#### The problem:
Reproduce unchanged the rows from the line holding "Annotate any visible woman walking" through the line holding "[[189, 239, 255, 263]]", including both of those lines.

Dataset entries
▬▬▬▬▬▬▬▬▬▬

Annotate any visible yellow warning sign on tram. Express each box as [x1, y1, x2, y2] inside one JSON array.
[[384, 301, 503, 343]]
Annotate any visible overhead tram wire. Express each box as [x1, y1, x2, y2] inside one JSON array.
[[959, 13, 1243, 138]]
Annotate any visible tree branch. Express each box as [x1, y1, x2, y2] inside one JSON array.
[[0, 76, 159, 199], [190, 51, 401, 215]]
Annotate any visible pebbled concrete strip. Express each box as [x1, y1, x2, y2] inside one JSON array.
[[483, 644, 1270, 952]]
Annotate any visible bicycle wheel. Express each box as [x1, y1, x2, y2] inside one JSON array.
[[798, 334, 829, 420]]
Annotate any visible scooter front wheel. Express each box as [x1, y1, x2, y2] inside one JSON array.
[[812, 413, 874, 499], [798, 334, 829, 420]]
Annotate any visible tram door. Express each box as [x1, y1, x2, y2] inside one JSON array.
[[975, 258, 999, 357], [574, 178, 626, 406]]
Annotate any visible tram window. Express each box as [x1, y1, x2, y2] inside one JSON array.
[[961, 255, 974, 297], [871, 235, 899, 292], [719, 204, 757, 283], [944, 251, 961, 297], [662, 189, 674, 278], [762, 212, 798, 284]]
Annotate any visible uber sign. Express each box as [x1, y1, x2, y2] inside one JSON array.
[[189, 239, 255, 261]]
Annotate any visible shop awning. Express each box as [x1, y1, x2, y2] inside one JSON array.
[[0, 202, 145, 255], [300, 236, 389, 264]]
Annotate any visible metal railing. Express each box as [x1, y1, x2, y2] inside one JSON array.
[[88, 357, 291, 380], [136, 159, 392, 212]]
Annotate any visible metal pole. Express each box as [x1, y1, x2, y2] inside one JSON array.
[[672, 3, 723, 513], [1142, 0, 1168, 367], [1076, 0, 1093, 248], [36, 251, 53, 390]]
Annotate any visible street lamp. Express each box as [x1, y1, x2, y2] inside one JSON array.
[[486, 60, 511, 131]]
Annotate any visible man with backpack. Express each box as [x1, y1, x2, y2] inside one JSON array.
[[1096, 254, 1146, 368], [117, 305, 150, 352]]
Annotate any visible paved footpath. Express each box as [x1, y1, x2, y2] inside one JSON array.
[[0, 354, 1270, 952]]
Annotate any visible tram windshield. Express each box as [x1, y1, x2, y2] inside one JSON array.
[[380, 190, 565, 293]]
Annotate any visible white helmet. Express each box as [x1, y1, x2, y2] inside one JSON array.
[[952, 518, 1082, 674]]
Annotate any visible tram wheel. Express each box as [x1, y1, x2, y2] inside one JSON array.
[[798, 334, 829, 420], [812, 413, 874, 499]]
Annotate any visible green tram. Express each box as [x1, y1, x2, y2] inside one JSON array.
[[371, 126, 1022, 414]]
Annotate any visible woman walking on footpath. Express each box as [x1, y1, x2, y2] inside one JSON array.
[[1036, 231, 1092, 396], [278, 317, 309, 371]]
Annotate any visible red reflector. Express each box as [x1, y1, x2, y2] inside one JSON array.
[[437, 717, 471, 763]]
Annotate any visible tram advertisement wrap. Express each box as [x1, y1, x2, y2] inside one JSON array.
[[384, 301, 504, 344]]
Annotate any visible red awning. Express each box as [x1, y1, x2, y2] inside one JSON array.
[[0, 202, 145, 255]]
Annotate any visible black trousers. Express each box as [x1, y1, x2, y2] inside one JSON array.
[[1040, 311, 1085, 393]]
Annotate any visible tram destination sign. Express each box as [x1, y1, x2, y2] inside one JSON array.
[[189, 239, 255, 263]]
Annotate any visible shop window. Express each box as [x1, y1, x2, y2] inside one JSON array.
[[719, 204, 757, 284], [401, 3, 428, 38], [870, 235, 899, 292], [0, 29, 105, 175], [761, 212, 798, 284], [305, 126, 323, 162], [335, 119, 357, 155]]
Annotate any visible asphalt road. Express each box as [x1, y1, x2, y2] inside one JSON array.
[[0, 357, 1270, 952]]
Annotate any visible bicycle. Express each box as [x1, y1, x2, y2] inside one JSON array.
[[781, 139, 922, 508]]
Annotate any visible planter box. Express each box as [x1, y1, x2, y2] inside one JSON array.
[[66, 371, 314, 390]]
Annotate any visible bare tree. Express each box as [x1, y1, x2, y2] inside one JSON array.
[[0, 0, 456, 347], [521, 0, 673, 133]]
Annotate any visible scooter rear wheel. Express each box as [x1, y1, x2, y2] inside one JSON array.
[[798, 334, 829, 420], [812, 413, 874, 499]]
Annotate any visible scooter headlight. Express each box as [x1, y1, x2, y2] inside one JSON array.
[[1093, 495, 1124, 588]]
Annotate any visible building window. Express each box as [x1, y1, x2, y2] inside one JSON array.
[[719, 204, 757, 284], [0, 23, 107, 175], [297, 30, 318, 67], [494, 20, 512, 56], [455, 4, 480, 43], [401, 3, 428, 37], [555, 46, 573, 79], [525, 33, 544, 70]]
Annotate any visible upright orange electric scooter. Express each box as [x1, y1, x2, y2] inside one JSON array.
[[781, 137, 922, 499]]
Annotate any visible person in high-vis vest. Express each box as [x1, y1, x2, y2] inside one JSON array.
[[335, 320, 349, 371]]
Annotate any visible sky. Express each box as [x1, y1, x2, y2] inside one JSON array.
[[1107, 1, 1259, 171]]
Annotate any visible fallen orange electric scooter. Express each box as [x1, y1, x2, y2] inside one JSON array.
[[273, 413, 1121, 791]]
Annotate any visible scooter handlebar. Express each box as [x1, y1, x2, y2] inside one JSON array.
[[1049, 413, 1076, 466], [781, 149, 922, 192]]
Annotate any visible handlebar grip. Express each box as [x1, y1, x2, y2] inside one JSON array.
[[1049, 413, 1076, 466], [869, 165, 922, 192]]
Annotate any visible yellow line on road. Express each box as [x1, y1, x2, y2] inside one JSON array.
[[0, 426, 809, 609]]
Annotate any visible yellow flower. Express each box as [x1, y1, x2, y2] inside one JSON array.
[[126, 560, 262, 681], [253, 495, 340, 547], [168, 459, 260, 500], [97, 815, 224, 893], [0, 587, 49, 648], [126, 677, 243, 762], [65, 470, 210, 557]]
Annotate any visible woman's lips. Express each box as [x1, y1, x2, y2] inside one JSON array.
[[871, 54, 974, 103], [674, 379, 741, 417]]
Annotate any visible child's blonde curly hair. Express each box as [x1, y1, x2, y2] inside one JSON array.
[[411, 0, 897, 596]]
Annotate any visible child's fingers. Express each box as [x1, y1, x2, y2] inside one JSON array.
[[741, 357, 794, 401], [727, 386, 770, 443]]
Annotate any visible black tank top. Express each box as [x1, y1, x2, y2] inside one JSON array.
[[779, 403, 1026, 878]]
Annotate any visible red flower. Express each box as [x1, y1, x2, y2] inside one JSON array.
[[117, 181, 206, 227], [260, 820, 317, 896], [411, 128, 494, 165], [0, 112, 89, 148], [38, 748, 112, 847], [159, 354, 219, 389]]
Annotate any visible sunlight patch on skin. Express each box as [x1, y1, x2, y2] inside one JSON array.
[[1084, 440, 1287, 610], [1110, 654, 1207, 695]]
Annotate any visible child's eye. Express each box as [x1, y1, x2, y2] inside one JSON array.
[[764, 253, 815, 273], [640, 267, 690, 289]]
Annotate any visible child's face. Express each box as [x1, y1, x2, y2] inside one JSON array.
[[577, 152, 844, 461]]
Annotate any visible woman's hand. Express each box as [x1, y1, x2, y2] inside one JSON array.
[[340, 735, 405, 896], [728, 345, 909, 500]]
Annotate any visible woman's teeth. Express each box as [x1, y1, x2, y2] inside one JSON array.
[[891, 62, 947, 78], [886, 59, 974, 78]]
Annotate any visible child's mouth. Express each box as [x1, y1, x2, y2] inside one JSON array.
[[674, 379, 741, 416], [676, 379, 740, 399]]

▬▬▬▬▬▬▬▬▬▬

#### The output:
Annotate any visible woman walking on footpath. Express each box as [x1, y1, x2, y2] inside one JSON array.
[[1036, 231, 1092, 396], [278, 317, 309, 371]]
Annotate any visible red reflector. Express each box as [x1, y1, x2, y2] inside one JSON array.
[[437, 717, 471, 763]]
Annotate any visible tram advertisement wrap. Express each box as [x1, y1, x2, y2] inside one JSON array.
[[384, 301, 504, 344]]
Annotate any visible red awning. Express each box as [x1, y1, x2, y2] inside one JSON array.
[[0, 202, 145, 255]]
Annotate any visible black trousers. Express each box as [x1, y1, x2, y2] inside one JSON array.
[[1040, 311, 1085, 393]]
Annotate any visible tram destination sign. Express each box as [x1, y1, x2, y2] inside one JSON array.
[[189, 239, 255, 263]]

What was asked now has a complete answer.